Begin Document section

Term 'Ham Radio'

  • Have you ever wondered why amateur radio amateurs are called ‘HAMS’?

    According to many sources the word ‘ham’ was applied in 1908 and was the call letters of one of the first Amateur wireless stations operated by some members of the HARVARD RADIO CLUB. There were Albert S. Hyman, Bob Almy and Peggie Murray.

    Initially they called their station Hyman-Almy-Murry. Communicating via Morse Code, their long names were tedious. They decided to change it to HY-AL-MU, using the first two letters of each name.

    In 1909, some confusion resulted between signals from their amateur radio station HYALMU and a Mexican ship named HYALMO. They decided to use only the first letter of each name and the call became HAM.

    In the early pioneer, unregulated days of radio, amateur radio operators picked their own frequency and call letters. At times. interference occurred between commercial radio stations and amateur radio stations. Congressional committees in Washington addressed the topic and proposed legislation designed to critically limit amateur radio activity.

End Document section
Begin Entries shown

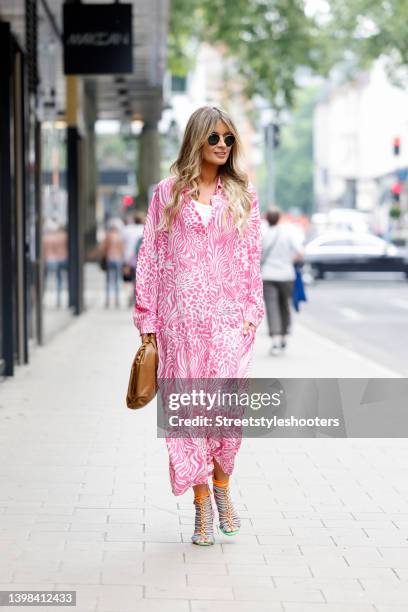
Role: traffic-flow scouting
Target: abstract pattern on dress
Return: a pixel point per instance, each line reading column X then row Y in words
column 194, row 288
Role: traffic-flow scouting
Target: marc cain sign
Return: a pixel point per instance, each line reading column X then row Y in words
column 98, row 38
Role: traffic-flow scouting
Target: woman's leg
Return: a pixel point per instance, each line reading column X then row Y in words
column 285, row 296
column 273, row 312
column 200, row 490
column 229, row 520
column 204, row 517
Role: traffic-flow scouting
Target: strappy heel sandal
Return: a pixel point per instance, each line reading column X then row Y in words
column 204, row 521
column 230, row 522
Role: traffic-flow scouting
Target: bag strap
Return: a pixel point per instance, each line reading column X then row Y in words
column 270, row 248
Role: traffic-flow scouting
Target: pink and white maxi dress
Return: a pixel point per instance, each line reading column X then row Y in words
column 194, row 288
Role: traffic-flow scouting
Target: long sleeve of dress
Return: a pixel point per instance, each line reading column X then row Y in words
column 254, row 307
column 147, row 276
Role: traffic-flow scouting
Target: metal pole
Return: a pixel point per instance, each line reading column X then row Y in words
column 270, row 166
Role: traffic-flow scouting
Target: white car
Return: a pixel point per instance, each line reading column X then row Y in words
column 352, row 252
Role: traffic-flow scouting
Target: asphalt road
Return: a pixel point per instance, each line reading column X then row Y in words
column 366, row 312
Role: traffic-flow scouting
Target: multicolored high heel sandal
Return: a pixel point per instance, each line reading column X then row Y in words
column 230, row 522
column 204, row 521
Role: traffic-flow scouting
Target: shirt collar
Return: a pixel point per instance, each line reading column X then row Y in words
column 218, row 186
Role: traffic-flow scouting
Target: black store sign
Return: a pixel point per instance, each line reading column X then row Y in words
column 97, row 38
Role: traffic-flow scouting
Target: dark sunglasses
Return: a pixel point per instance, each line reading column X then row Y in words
column 214, row 139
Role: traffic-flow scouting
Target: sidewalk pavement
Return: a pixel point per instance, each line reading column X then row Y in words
column 86, row 505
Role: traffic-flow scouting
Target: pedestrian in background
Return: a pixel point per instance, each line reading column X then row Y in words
column 112, row 248
column 199, row 290
column 131, row 234
column 281, row 248
column 55, row 253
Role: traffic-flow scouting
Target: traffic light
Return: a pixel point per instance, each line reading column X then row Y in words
column 396, row 190
column 127, row 201
column 276, row 135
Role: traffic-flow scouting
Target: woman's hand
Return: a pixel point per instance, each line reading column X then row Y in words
column 248, row 325
column 144, row 336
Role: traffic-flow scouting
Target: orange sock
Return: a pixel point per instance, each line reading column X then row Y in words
column 219, row 483
column 200, row 495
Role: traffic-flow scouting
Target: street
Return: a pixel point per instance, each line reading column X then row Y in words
column 367, row 316
column 85, row 500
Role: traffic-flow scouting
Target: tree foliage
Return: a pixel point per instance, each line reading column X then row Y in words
column 270, row 40
column 363, row 30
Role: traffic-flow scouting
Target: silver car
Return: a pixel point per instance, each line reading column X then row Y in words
column 352, row 252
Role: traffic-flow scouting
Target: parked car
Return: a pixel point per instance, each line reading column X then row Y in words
column 352, row 252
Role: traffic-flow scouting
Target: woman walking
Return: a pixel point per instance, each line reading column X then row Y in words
column 113, row 249
column 199, row 289
column 281, row 247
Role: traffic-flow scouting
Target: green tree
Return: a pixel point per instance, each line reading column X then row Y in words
column 294, row 158
column 363, row 30
column 270, row 40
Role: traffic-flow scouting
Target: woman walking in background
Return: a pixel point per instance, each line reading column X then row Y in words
column 281, row 247
column 199, row 289
column 112, row 248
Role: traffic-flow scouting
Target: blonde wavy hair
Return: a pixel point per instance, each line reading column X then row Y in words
column 187, row 169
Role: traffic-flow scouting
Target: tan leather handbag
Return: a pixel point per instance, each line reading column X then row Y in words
column 143, row 374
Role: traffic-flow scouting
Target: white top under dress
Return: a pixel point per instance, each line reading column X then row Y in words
column 204, row 210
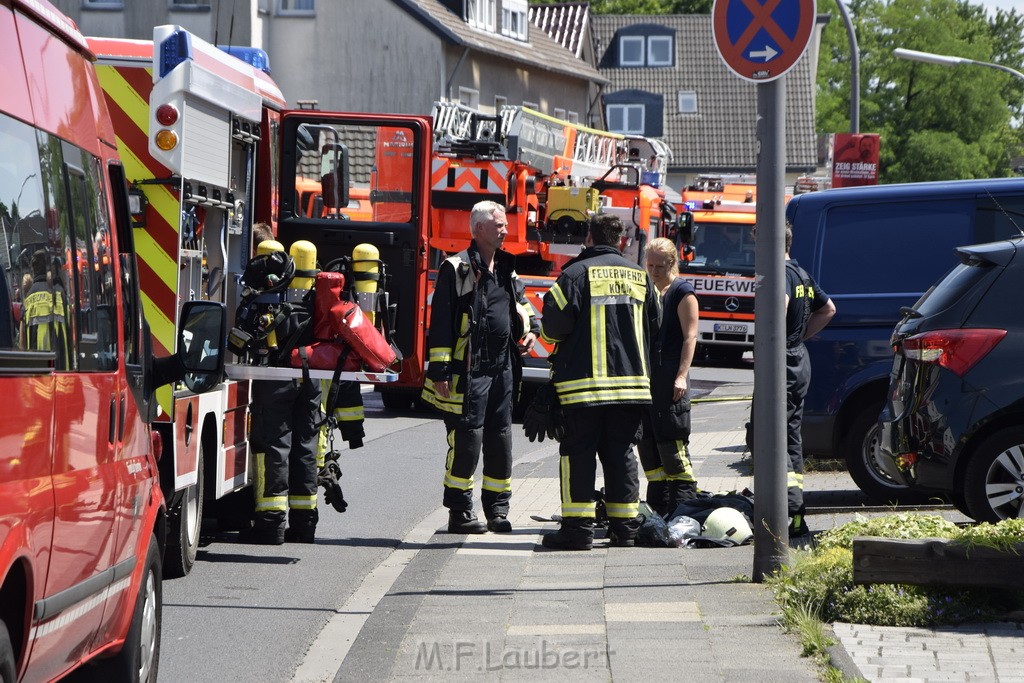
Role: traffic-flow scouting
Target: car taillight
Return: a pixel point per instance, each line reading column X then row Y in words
column 957, row 350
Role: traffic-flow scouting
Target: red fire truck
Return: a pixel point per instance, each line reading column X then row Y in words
column 82, row 516
column 187, row 118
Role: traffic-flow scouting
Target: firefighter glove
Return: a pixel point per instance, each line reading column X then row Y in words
column 543, row 418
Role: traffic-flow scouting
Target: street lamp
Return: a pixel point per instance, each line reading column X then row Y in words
column 946, row 60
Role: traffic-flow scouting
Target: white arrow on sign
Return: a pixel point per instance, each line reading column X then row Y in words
column 767, row 53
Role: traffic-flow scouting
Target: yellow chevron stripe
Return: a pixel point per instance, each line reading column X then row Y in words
column 133, row 103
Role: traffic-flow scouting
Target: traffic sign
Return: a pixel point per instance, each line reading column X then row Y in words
column 760, row 40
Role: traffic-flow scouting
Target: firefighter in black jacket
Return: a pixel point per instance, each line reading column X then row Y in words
column 602, row 312
column 476, row 321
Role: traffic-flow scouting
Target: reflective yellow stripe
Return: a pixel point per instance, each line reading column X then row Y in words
column 497, row 485
column 656, row 474
column 349, row 414
column 557, row 296
column 603, row 383
column 440, row 354
column 623, row 510
column 599, row 360
column 636, row 395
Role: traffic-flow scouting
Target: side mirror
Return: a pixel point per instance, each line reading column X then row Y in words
column 334, row 175
column 202, row 344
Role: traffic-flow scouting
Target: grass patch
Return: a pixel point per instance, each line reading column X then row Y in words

End Entries shown

Resume the account of the origin of the term "ham" above, continuing from its final sentence.

* Answer:
    In 1911, Albert Hyman chose the controversial Wireless Regulation Bill as the topic for his thesis at Harvard. His instructor insisted that a copy be sent to Senator David I. Walsh, a member of one of the committees hearing the bill. The Senator was so impressed, he sent for Hyman to appear before the committee. He was put on the stand and described how an amateur radio station was built, mostly from home brew parts. While appearing before the committee, he almost cried when he told the crowded committee room that if the bill went through, they would have to close up the station because they could not afford the license fees and all the other requirements that were set up in the proposed bill.

    The debate started and their station ‘HAM’ became a symbol of all the other amateur radio stations in the country crying out to be saved from menace and greed of the big commercial stations who did not want them around. When the bill arrived on the floor of Congress, every speaker talked about the poor little station “HAM.”

    This story is noted in the Congressional Record and thus the nickname “HAM” will forever address our hobby.

  • The Amateur Radio Code

  • Considerate …never knowingly operates in such a way as to lessen the pleasure of others.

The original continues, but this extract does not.